Reading passage -
--- START ---
New York Times reporter Nicholas Kristof recently wrote "Inviting All Democrats" in the Jan. 14 New York Times Online, a story documenting the plight of Cambodia's poor. In Phnom Pen, hundreds of Cambodians traipse through trash dumps scavenging for plastic bags, metal cans, bits of food and whatever else they can find to sell. Kristof says: "Nhep Chanda averages 75 cents a day for her efforts. For her, the idea of being exploited in a garment factory -- working only six days a week, inside, instead of in the broiling sun, for up to $2 a day -- is a dream."

Many Democrat and Republican politicians, union leaders and academic elite say that paying somebody $2 a day is exploitation. They've called for actions against American companies who exploit Third World workers through low pay, use of child labor and poor working conditions. But let's examine this with an eye toward asking whether exploitation is the right word to use.

Let's start off with a personal question. Suppose you're earning $1,500 a month, and I come along and offer you a job paying $3,000 a month with better working conditions. In no way do I coerce you into accepting my job offer. If you accept my job offer, then the only unambiguous conclusion is that you saw my offer as being superior to your next best alternative. When a person is offered an alternative, superior to his next best alternative, how much sense does it make to characterize it as exploitation?
--- END ---
Set problem 1 -
Convert the entries starting at the line containing "Someone claims the concrete driveway" and ending at the line containing "[56,226,69,247]" into a two-column CSV with columns claim and boxes: one row per claim, holding its wording under claim and the coordinates given for it under boxes, each in one quoted field with line breaks replaced by spaces.
The exploitation passage above and the entries after it are unrelated material.

Dataset -
--- START ---
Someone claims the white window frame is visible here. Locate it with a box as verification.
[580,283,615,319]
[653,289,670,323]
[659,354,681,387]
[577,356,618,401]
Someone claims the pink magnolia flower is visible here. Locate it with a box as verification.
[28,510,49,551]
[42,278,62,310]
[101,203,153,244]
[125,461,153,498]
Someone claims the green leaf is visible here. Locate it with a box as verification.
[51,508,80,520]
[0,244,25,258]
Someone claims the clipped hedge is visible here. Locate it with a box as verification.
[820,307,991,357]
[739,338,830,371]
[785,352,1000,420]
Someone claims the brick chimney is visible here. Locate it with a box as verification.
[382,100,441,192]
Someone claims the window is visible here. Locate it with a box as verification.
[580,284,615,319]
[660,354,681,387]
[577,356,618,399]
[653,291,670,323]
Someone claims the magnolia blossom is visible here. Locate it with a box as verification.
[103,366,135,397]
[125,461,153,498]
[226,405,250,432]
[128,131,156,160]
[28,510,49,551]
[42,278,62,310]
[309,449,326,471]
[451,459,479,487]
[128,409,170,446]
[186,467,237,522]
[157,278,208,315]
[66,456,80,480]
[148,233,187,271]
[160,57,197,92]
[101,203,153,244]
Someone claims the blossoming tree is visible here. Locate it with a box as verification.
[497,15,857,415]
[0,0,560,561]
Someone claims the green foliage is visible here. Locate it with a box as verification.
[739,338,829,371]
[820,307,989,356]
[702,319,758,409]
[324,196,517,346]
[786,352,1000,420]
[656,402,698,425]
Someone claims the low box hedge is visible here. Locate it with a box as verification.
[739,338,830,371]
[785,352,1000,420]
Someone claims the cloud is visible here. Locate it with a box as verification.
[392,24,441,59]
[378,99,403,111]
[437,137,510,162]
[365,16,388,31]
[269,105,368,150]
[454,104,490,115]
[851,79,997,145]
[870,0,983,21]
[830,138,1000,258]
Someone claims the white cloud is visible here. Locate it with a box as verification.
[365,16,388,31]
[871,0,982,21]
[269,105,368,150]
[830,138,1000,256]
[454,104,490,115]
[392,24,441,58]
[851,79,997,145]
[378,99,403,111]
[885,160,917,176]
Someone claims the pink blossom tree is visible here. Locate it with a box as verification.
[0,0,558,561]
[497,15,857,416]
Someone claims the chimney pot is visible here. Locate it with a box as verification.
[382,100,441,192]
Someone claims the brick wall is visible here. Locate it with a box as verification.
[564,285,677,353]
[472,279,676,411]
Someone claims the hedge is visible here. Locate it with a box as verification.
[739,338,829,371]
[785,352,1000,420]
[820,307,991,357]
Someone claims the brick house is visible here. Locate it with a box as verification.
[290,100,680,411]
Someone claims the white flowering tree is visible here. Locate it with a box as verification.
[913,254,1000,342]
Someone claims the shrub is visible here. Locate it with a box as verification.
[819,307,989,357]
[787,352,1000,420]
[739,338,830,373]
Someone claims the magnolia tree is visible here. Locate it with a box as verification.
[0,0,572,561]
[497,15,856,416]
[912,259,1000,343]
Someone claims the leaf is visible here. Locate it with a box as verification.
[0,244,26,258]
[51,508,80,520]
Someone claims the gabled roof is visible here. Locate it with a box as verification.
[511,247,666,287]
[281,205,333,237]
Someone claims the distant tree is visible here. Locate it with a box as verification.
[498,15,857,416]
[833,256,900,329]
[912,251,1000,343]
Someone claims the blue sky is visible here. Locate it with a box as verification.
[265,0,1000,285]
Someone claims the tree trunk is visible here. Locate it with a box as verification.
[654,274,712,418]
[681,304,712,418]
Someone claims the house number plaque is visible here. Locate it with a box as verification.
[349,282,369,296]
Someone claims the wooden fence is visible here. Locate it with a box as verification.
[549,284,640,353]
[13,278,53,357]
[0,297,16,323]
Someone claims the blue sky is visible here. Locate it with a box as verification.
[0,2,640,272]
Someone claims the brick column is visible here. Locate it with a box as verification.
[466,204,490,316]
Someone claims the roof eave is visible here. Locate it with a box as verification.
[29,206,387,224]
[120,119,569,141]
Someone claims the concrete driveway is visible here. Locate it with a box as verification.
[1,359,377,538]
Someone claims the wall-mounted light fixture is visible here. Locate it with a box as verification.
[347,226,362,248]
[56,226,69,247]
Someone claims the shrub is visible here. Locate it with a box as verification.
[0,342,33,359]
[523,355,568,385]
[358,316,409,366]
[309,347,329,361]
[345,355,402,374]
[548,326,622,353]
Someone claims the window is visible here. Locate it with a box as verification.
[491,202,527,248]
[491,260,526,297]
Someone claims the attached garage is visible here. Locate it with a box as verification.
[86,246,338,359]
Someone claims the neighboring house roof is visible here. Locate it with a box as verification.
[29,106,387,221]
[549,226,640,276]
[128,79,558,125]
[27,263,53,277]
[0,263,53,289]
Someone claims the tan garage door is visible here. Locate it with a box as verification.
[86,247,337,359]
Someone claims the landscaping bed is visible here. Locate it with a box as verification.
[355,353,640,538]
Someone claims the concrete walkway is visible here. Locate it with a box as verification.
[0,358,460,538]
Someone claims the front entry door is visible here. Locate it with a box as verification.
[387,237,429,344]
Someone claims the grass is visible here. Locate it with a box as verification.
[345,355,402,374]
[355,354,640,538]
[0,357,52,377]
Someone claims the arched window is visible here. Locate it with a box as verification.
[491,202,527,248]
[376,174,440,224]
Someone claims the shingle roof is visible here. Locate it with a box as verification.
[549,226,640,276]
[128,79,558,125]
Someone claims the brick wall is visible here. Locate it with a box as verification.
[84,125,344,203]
--- END ---
Set problem 2 -
Reproduce the exploitation passage word for word, in full.

Correct answer 1 -
claim,boxes
"Someone claims the concrete driveway is visible here. Locate it with a box as verification.","[1,359,377,538]"
"Someone claims the wall-mounted light fixture is visible here. Locate it with a box as verification.","[347,226,362,248] [56,226,69,247]"

Correct answer 2 -
New York Times reporter Nicholas Kristof recently wrote "Inviting All Democrats" in the Jan. 14 New York Times Online, a story documenting the plight of Cambodia's poor. In Phnom Pen, hundreds of Cambodians traipse through trash dumps scavenging for plastic bags, metal cans, bits of food and whatever else they can find to sell. Kristof says: "Nhep Chanda averages 75 cents a day for her efforts. For her, the idea of being exploited in a garment factory -- working only six days a week, inside, instead of in the broiling sun, for up to $2 a day -- is a dream."

Many Democrat and Republican politicians, union leaders and academic elite say that paying somebody $2 a day is exploitation. They've called for actions against American companies who exploit Third World workers through low pay, use of child labor and poor working conditions. But let's examine this with an eye toward asking whether exploitation is the right word to use.

Let's start off with a personal question. Suppose you're earning $1,500 a month, and I come along and offer you a job paying $3,000 a month with better working conditions. In no way do I coerce you into accepting my job offer. If you accept my job offer, then the only unambiguous conclusion is that you saw my offer as being superior to your next best alternative. When a person is offered an alternative, superior to his next best alternative, how much sense does it make to characterize it as exploitation?